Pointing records

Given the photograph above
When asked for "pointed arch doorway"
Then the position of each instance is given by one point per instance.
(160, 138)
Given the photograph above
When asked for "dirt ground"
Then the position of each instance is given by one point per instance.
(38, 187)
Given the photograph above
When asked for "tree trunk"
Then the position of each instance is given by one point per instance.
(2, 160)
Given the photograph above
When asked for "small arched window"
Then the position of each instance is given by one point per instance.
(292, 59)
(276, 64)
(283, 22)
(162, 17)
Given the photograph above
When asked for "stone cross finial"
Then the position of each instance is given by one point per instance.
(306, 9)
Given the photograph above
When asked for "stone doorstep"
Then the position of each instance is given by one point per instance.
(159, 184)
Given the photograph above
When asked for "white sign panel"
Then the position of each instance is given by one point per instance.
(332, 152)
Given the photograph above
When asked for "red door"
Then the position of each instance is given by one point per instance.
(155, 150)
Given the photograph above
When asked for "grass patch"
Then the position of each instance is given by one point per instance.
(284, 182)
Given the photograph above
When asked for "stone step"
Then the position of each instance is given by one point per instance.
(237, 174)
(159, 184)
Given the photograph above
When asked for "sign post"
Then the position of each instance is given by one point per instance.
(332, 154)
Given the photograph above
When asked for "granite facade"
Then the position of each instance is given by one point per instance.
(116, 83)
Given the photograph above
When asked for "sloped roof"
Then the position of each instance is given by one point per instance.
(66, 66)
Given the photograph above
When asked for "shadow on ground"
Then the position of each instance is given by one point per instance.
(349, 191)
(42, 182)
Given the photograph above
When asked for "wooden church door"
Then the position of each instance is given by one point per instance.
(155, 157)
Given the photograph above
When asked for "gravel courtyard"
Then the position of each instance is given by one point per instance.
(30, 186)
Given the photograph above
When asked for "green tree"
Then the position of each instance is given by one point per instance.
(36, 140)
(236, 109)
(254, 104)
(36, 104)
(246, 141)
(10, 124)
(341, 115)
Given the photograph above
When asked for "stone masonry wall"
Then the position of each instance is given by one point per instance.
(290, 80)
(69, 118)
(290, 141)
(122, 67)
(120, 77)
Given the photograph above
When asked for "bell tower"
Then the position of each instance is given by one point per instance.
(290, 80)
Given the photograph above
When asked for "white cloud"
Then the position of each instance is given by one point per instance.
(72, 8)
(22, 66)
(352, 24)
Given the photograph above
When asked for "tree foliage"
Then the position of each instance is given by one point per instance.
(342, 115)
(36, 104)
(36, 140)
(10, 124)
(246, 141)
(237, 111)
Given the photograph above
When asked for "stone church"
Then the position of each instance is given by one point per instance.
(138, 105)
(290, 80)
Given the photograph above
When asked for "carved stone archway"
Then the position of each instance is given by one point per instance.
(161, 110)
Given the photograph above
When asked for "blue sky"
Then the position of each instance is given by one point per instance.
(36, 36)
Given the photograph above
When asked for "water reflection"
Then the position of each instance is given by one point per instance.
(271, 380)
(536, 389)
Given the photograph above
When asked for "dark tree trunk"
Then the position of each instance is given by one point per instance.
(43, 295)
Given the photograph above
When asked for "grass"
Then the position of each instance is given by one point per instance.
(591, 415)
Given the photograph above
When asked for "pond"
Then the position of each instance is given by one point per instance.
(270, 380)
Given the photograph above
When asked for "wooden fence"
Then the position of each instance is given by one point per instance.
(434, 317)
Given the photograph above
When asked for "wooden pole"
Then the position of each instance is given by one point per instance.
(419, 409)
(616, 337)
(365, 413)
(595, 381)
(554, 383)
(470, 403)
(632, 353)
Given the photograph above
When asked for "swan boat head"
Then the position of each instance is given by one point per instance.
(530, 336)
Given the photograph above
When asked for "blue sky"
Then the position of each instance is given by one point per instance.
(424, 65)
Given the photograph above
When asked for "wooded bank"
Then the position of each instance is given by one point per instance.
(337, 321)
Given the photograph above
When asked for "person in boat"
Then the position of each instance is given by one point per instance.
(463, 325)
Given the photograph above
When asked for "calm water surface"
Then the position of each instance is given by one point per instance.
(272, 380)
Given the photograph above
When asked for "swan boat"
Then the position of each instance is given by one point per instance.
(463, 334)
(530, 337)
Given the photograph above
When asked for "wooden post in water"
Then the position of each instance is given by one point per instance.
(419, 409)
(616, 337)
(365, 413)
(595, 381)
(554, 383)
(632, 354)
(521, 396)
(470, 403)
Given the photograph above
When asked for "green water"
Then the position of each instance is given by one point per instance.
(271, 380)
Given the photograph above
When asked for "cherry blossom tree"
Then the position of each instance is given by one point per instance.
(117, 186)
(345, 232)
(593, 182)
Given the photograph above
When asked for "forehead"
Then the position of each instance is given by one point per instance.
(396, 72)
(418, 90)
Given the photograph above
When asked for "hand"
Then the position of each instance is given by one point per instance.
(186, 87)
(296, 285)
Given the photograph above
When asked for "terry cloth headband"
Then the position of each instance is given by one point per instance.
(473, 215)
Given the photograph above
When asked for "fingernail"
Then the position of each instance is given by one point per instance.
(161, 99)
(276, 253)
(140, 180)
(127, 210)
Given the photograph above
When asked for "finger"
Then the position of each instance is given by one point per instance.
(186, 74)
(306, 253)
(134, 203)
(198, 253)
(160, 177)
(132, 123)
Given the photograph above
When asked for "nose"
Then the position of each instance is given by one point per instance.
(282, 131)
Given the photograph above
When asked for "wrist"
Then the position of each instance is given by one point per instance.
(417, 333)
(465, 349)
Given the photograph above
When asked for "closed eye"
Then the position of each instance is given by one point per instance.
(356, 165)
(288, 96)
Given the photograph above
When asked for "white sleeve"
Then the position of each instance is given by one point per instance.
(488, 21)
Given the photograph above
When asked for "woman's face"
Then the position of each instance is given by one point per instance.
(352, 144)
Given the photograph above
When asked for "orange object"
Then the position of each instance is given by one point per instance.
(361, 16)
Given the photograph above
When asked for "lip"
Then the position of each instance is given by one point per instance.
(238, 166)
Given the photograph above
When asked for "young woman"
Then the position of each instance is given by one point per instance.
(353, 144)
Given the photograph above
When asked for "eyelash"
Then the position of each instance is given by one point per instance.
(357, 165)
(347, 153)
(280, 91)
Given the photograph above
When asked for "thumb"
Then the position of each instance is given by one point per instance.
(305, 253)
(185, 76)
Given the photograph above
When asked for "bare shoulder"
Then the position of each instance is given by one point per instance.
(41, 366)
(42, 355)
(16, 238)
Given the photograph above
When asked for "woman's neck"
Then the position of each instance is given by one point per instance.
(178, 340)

What is being asked: Extract each line of the listing above, copying it word for word.

Result:
Given the photograph above
When asked for "pointed arch doorway"
Then the position of each instance is given by one point per instance.
(160, 138)
Given the photograph above
When asked for "dirt ground"
Then the position of each instance is given by one point per instance.
(38, 187)
Given the photograph above
When asked for "tree trunk"
Then the position of each instance is given by one point per instance.
(2, 160)
Given the photograph above
When asked for "small arched window"
Then the position of each instance is given by one point per instance.
(292, 59)
(276, 64)
(283, 22)
(162, 17)
Given the photograph above
When asked for "stone cross finial"
Then the position of each instance is given by one point per instance.
(306, 9)
Given the photograph above
When asked for "stone doorstep"
Then the position of each instance is given by one point per instance.
(159, 184)
Given the photograph above
When asked for "white sign panel"
Then the position of each instance is given by one point per instance.
(332, 152)
Given the photograph above
When asked for "red door"
Then the position of each instance is given by one point per instance.
(155, 150)
Given the photograph above
When asked for "grass patch"
Then the position of each instance is given by one point per instance.
(284, 182)
Given the photograph above
When asked for "stone step"
Then the position of each instance is given by one point per instance.
(237, 174)
(159, 184)
Given the photograph above
When asked for "sign post"
Then the position of each instance is given by one point per instance.
(332, 154)
Given the photograph above
When asked for "granite facade"
Then the position of each instance is given by one point per instance.
(116, 83)
Given the photograph above
When asked for "sloped roof"
Then the position of each instance is given by one point per instance.
(66, 66)
Given the photograph above
When asked for "shadow on ground"
Then the position of each instance is given by one point per instance.
(349, 191)
(42, 182)
Given the photograph above
When asked for "wooden church door"
Then the position of each instance is given by one point per instance.
(155, 157)
Given the photograph above
When asked for "gravel courtyard"
Then the position of each instance is given by one point per instance.
(30, 186)
Given the photograph above
When asked for "green tree"
Then the position of each instance is given by one point per instance.
(36, 140)
(236, 109)
(254, 104)
(36, 104)
(246, 141)
(10, 124)
(341, 115)
Given the photograph above
When asked for "stone masonry wall"
Then the position of each instance is given by one point per instance.
(290, 80)
(69, 118)
(290, 141)
(122, 67)
(120, 77)
Given the photograph above
When asked for "bell tower"
Then the position of each instance is given by one point per instance.
(290, 80)
Given the photograph above
When asked for "white cloud"
Then the position of each instance is given by one point per instance.
(72, 8)
(22, 66)
(352, 24)
Given the photograph above
When asked for "tree foliage"
Then the position of each instance is given by one point per instance.
(342, 115)
(36, 104)
(36, 140)
(10, 124)
(246, 141)
(237, 111)
Given the photograph above
When asked for "stone church"
Then the position of each instance is given by one point per instance.
(138, 105)
(290, 80)
Given the photograph above
When asked for "carved stone archway"
Then the position of each instance is given by one point per instance.
(161, 110)
Given the photograph above
When asked for "blue sky"
Then the position of each instance is given by one point per instance.
(36, 36)
Given the photograph above
When asked for "water reflection"
Then the position of each instance is given by one point per instance.
(271, 380)
(536, 389)
Given the photograph above
When asked for "dark tree trunk"
Then the position of each instance is given by one point per instance.
(43, 295)
Given the photograph above
When asked for "grass"
Then the position of each instance is given by one point per instance.
(591, 415)
Given the photograph above
When asked for "pond"
Then the position of each instance is given by one point per instance.
(270, 380)
Given the photograph above
When asked for "wooden fence"
Then the position of each instance is given by one point per instance.
(434, 317)
Given the photograph above
When asked for "wooden pole"
Then the position of each instance is given by one point per instance.
(419, 409)
(616, 337)
(365, 413)
(595, 381)
(554, 383)
(470, 403)
(632, 353)
Given the photograph above
When asked for "swan boat head"
Then the position of each instance is given by one point per instance.
(530, 336)
Given the photograph above
When asked for "blue sky"
Then the position of each instance is given by one point per instance.
(424, 65)
Given the photograph above
When asked for "wooded bank"
Then the position of each instance is given by one point per instance.
(337, 321)
Given the photograph above
When asked for "person in boat"
Then the position of each instance is given by one point per instance.
(463, 325)
Given the photograph above
When asked for "calm water surface"
Then the position of each instance is given by one point per instance.
(272, 380)
Given the photograph above
When asked for "swan boat"
Then the position of each instance is given by one point per instance.
(463, 334)
(530, 337)
Given the photograph above
When asked for "wooden post in water"
Then the position of each instance is given by one point per instance.
(419, 409)
(616, 337)
(365, 413)
(595, 381)
(554, 383)
(632, 354)
(521, 396)
(470, 403)
Given the photograph above
When asked for "green water"
Then the position of each instance is given by one point per instance.
(271, 380)
Given the photograph above
When asked for "cherry blossom tree"
Then the position of each instance is given by one point per instance.
(117, 186)
(345, 232)
(593, 182)
Given the photograph above
When asked for "forehead"
Then the position of each instance is given by one point per instance.
(396, 72)
(418, 90)
Given the photograph above
When asked for "hand"
Then the position of each instance is given by one point per instance.
(186, 87)
(296, 285)
Given the photograph above
When asked for "terry cloth headband"
Then the position of each instance is given by one point per instance.
(473, 215)
Given the photograph above
When asked for "fingernail"
Then the position of each instance is given by one point per instance.
(161, 99)
(276, 253)
(140, 180)
(127, 210)
Given the photograph above
When asked for "finger"
Then the position of each instance is given by one point per instance.
(186, 74)
(306, 253)
(134, 203)
(198, 253)
(160, 177)
(132, 123)
Given the photograph above
When asked for "nose"
Then the position of each instance is given by one point per instance.
(282, 131)
Given the photograph above
When asked for "wrist"
Then the position of each instance is given by one point per instance.
(417, 333)
(465, 349)
Given the photograph above
When asked for "closed eye"
Then the position of each instance is given by one point per instance.
(356, 165)
(288, 96)
Given the photograph above
When asked for "white sleeve"
Then the position of each instance is given by one point per instance.
(488, 21)
Given the photograph above
When asked for "woman's face"
Then the position of each instance is given by one point per instance.
(352, 144)
Given the photograph above
When asked for "orange object"
Then the position of each instance is given by one point per instance.
(361, 16)
Given the photograph above
When asked for "lip"
Then the position of each instance is given by one point per instance.
(238, 166)
Given the photograph above
When asked for "young woman"
Then the position of each instance is given by one point per instance.
(353, 144)
Given the photograph above
When asked for "eyelash"
Then the position of each instance is given by one point per instance.
(357, 165)
(347, 153)
(280, 91)
Given the photograph above
When asked for "thumb"
Then the position of each instance is given by one point per instance.
(305, 253)
(185, 76)
Given the photograph above
When asked for "bare shoulder"
Then the position of each instance is given by one point per instance.
(41, 366)
(42, 355)
(16, 238)
Given the photograph above
When asked for "woman's neck"
Then the position of each instance is given by one point per instance.
(178, 340)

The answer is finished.